## BEGIN Extracted entries

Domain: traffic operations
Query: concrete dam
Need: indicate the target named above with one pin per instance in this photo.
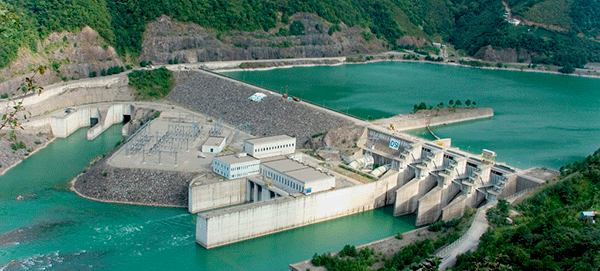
(430, 179)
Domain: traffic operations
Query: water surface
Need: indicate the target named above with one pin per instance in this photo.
(52, 228)
(544, 120)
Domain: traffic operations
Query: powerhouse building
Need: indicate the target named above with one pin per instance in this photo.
(270, 146)
(293, 176)
(236, 166)
(214, 144)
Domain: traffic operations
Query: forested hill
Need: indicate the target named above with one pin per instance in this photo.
(550, 232)
(557, 32)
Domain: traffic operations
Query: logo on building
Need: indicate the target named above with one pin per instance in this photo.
(394, 144)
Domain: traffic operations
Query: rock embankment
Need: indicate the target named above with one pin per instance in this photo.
(136, 186)
(228, 100)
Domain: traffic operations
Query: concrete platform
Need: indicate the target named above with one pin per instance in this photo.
(178, 155)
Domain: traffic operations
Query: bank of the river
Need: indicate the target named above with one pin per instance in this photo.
(388, 246)
(435, 117)
(263, 65)
(52, 228)
(534, 112)
(32, 142)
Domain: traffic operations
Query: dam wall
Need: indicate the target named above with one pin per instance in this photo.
(114, 114)
(238, 223)
(215, 195)
(66, 125)
(66, 122)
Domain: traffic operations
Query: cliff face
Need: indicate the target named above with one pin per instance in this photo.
(68, 56)
(166, 40)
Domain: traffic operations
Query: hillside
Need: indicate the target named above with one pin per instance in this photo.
(557, 32)
(548, 232)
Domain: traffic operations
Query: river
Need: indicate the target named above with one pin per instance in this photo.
(544, 120)
(52, 228)
(541, 119)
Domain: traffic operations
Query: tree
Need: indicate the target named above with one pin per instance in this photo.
(297, 28)
(567, 69)
(14, 108)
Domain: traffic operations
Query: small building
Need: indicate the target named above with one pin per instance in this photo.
(293, 177)
(270, 146)
(514, 22)
(236, 166)
(214, 144)
(257, 97)
(587, 215)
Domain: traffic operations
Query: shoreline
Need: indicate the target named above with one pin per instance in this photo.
(344, 61)
(42, 146)
(73, 189)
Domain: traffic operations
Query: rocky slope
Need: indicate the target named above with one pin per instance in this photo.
(68, 56)
(166, 41)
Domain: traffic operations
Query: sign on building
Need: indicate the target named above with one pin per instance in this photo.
(394, 144)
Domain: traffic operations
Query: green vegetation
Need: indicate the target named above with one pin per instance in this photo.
(468, 24)
(348, 259)
(549, 234)
(18, 145)
(152, 84)
(451, 104)
(297, 28)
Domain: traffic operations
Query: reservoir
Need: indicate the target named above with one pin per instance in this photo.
(541, 119)
(544, 120)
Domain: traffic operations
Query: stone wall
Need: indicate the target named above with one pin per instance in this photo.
(85, 91)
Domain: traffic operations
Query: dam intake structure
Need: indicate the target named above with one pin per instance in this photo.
(429, 179)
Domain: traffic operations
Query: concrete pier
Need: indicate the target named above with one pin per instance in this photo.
(238, 223)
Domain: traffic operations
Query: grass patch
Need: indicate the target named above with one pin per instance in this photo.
(151, 84)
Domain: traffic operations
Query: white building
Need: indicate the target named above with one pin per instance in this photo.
(236, 166)
(270, 146)
(214, 144)
(293, 177)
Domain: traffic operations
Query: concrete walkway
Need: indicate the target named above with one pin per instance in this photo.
(467, 242)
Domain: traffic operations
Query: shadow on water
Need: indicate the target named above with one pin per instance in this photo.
(41, 230)
(83, 260)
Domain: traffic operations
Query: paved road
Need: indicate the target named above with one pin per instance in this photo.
(467, 242)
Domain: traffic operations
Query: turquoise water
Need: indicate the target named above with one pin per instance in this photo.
(541, 119)
(544, 120)
(54, 229)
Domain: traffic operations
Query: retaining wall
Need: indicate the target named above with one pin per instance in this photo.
(235, 224)
(84, 91)
(204, 197)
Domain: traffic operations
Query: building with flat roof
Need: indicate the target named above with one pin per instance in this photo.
(270, 146)
(236, 166)
(293, 177)
(214, 144)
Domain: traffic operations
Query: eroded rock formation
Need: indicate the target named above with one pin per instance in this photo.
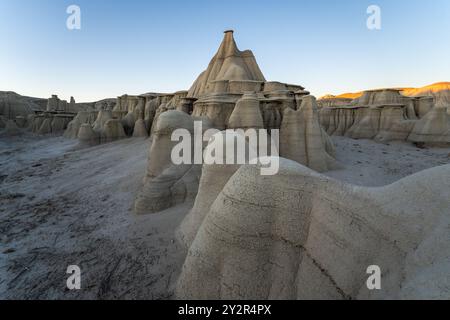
(300, 235)
(391, 114)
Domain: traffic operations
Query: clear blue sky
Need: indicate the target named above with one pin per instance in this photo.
(140, 46)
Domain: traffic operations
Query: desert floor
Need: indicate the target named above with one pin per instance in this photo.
(60, 206)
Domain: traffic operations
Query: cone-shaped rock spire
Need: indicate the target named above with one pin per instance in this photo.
(228, 64)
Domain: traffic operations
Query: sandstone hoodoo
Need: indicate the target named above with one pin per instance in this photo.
(416, 115)
(231, 94)
(237, 188)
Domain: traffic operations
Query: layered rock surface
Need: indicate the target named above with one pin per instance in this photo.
(300, 235)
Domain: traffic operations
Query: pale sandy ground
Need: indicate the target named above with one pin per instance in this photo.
(60, 207)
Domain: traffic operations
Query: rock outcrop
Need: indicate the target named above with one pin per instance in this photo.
(300, 235)
(303, 140)
(390, 114)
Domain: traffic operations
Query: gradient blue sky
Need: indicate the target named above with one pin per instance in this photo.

## END Extracted entries

## [Given task]
Return all the entries word for word, but omit any pictures they contain.

## [Exercise answer]
Domain: traffic operations
Query: concrete dam
Need: indicate the target named above with one pin per instance in this photo.
(430, 179)
Domain: traffic operations
Query: water surface
Need: indicate the target named above with one pin per instance in this photo.
(52, 228)
(544, 120)
Domain: traffic operations
Query: powerhouse building
Need: indicate the target named above with one pin per instance in this photo.
(270, 146)
(293, 176)
(236, 166)
(214, 144)
Domain: traffic operations
Query: forested hill
Need: indicate the target named above with one pin per instance in this photo.
(550, 232)
(557, 32)
Domain: traffic operations
Query: logo on building
Need: indicate the target named above with one pin per instance in this photo.
(394, 144)
Domain: traffic operations
Query: rock embankment
Need: indicate the target named above with one pin per instance in this photo.
(136, 186)
(228, 100)
Domain: traffic operations
Query: concrete platform
Need: indicate the target named above with one pin per instance in this photo.
(178, 155)
Domain: traffic operations
Query: bank of the river
Need: indicate the target named above with one pin per instance in this photo.
(388, 246)
(435, 117)
(263, 65)
(52, 228)
(534, 112)
(32, 142)
Domain: traffic operations
Query: dam wall
Need: indicate the target named above with one pin per instance in this photo.
(114, 114)
(238, 223)
(215, 195)
(66, 125)
(66, 122)
Domain: traffic operations
Query: cliff face
Need: indicate the target named above with one pin per instance in this photo.
(68, 56)
(166, 40)
Domain: traffic operations
Query: hillside
Need: indicate the target named above with one pin per instance in this photo.
(557, 32)
(548, 232)
Domain: traffic operations
Query: river
Need: indicate the target named above with one pin per instance in this photo.
(544, 120)
(52, 228)
(541, 119)
Domain: traffic operations
Query: tree
Need: indicate the target named above with one pin per instance in this photo.
(297, 28)
(567, 69)
(14, 108)
Domain: traffic operations
Query: small building
Need: indicate the target named above with one pin per instance in this photo.
(293, 177)
(270, 146)
(514, 22)
(236, 166)
(214, 144)
(257, 97)
(587, 215)
Domain: traffic operations
Query: shoreline
Need: indicate the target named above with one pin per instance in this photo.
(344, 61)
(42, 146)
(73, 189)
Domain: traffic operations
Query: rocky slope
Need: indicate the target named above with one pin per instance in this photo.
(68, 56)
(166, 41)
Domain: traffic operations
Query: sign on building
Need: indicate the target named above with one pin per instance in this photo.
(394, 144)
Domain: traffic operations
Query: green vegetation
Need: indicate the target named above with one pin per instance in this photo.
(468, 24)
(348, 259)
(549, 234)
(18, 145)
(152, 84)
(451, 104)
(297, 28)
Domain: traffic operations
Query: reservoir
Need: indicate the target named above with one pin per instance in this photo.
(541, 119)
(544, 120)
Domain: traffic operations
Query: stone wall
Need: indicate the target named above with one pin per instance in this photo.
(85, 91)
Domain: traffic operations
Query: dam intake structure
Need: indicate the target named above with one pin per instance in this photo.
(429, 179)
Domain: traffic operations
Query: concrete pier
Need: indicate the target named above with one pin per instance in this photo.
(238, 223)
Domain: traffic operations
Query: grass patch
Need: indicate the target named above with one pin per instance in this photo.
(151, 84)
Domain: traffic operations
Query: white building
Need: indicate the target named above with one pin per instance in this photo.
(236, 166)
(270, 146)
(214, 144)
(293, 177)
Domain: traffic operations
Query: concrete walkway
Need: indicate the target named above with one pin per instance in this photo.
(467, 242)
Domain: traffic operations
Query: shadow on water
Need: indicate the target named above with one pin per instance in this photo.
(41, 230)
(83, 260)
Domain: traffic operations
Query: paved road
Need: indicate the target named above with one pin per instance in this photo.
(467, 242)
Domain: traffic operations
Query: turquoise water
Need: indicate the target named above with one pin per instance in this photo.
(541, 119)
(544, 120)
(54, 229)
Domain: traffic operations
Query: retaining wall
Need: indicate the target named above with one pin per instance in this photo.
(235, 224)
(84, 91)
(204, 197)
Domain: traffic operations
Query: building with flat roof
Need: indicate the target named above with one pin per instance in this photo.
(270, 146)
(236, 166)
(293, 177)
(214, 144)
Domain: traffic operations
Query: eroded rock formation
Need: indicate the target named above with one pin per instance in this photo.
(300, 235)
(391, 114)
Domain: traffic operations
Query: clear blue sky
Need: indicate the target named above with one pin per instance in this photo.
(140, 46)
Domain: traffic operations
Query: desert floor
Need: indicate the target named above with one pin per instance in this photo.
(60, 206)
Domain: traffic operations
Query: cone-shaped rock spire
Need: indicate the target named above with one pin per instance in this photo.
(228, 64)
Domain: traffic operations
Query: sandstone hoodoo
Need: indicate the target named above with one pin per instance in this photo.
(416, 115)
(231, 94)
(237, 188)
Domain: traffic operations
Query: layered rock surface
Need: indicate the target named above with one pin per instance in this photo.
(300, 235)
Domain: traffic operations
Query: pale sandy ground
Need: indicate the target named above with one pin per instance in this photo.
(60, 207)
Domain: traffic operations
Query: rock outcrop
Need: indicate the target named above with one pin per instance in this photo.
(300, 235)
(303, 140)
(390, 114)
Domain: traffic operations
Query: gradient blue sky
Need: indicate the target named above with one pin per instance in this photo.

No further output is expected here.